Source passage
Content starts

The fine structure of egg shells of four different genera belonging to the order Tylenchida has been examined. The species examined were Meloidogyne javanica, Rotylenchulus reniformis, Tylenchulus semipenetrans and Pratylenchus minyus. They are all similar in their basic structure, being composed of vitelline membrane, chitin and lipid layers, but there is considerable variability in the thickness of these layers.
We have retained the conventional nomenclature because of its convenience, but it is clear that these layers have a variety of chemical components. However, they do appear to contain the compounds from which they take their name. Thus chitin occurs in the chitin layer, and lipid in the lipid layer. The latter is removed by the technique used in isolating the shell from the egg. Chemical analysis of the hydrolysis products of these shells has revealed a high (35 %) proline content which appears to be a characteristic of those nematode egg shells which have been examined so far. These analyses and treatment with enzymes indicate that the chitin layer is a chitin–protein complex.

Content ends

Given entries

Content starts

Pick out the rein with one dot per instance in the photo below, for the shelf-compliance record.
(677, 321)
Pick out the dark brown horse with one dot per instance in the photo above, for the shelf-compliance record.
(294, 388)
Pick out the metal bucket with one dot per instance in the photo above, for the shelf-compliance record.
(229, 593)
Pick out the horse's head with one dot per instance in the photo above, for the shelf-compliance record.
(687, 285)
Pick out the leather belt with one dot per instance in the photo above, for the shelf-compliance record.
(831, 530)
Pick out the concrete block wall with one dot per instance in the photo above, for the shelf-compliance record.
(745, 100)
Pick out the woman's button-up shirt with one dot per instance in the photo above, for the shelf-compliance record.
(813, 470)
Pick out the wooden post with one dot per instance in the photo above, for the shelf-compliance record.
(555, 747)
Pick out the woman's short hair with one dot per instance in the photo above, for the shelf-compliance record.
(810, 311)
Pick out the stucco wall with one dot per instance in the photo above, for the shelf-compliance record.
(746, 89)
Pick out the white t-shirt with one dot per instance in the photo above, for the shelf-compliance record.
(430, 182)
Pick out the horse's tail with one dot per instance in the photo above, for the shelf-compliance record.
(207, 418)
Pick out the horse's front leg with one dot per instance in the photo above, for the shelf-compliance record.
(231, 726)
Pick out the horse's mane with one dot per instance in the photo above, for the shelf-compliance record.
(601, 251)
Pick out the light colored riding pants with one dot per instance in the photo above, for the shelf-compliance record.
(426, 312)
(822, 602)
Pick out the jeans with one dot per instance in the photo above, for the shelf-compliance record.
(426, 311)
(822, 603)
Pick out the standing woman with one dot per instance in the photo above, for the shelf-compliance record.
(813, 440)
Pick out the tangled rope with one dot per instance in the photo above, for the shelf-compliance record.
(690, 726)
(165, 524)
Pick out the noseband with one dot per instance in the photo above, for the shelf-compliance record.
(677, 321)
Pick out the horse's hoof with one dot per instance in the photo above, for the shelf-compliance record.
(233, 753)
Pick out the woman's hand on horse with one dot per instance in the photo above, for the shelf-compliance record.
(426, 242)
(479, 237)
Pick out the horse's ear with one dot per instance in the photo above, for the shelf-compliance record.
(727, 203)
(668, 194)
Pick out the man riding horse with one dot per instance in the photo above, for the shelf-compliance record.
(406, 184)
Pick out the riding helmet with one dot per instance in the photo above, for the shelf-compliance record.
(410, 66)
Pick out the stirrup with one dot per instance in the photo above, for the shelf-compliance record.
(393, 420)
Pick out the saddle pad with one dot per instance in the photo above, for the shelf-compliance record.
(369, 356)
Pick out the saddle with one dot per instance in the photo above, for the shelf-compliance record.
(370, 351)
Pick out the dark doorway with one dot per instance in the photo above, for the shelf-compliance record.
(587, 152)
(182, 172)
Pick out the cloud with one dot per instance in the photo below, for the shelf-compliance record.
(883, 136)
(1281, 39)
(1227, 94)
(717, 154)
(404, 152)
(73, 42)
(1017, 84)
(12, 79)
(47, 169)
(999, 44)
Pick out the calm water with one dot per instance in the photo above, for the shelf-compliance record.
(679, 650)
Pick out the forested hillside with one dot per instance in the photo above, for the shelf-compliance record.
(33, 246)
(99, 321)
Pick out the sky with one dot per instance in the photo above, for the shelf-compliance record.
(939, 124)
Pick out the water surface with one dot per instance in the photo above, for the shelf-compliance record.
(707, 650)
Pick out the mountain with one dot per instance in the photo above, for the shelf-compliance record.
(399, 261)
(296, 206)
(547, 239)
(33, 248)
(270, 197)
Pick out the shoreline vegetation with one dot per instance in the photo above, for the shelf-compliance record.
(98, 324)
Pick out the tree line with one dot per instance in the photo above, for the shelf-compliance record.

Content ends

Exercise directions
Continue the passage above the data on the fine structure of nematode egg shells, starting after its last sentence.

Task result
Experiments on the permeability of eggs of M. javanica at different temperatures indicate that changes in permeability are not due to the melting of a single lipid with a distinct melting point as had been thought in the past. We have found that Arrhenius activation energies calculated from the two slopes of an Arrhenius plot were 17·8 kcal/mol and 43·0 kcal/mol respectively, the transition from one to the other taking place at 62°C. We think that these changes are due to changes in the properties of lipoprotein membranes in the lipid layer. These membranes appear to be of paramount importance in controlling the permeability of the nematode egg shell.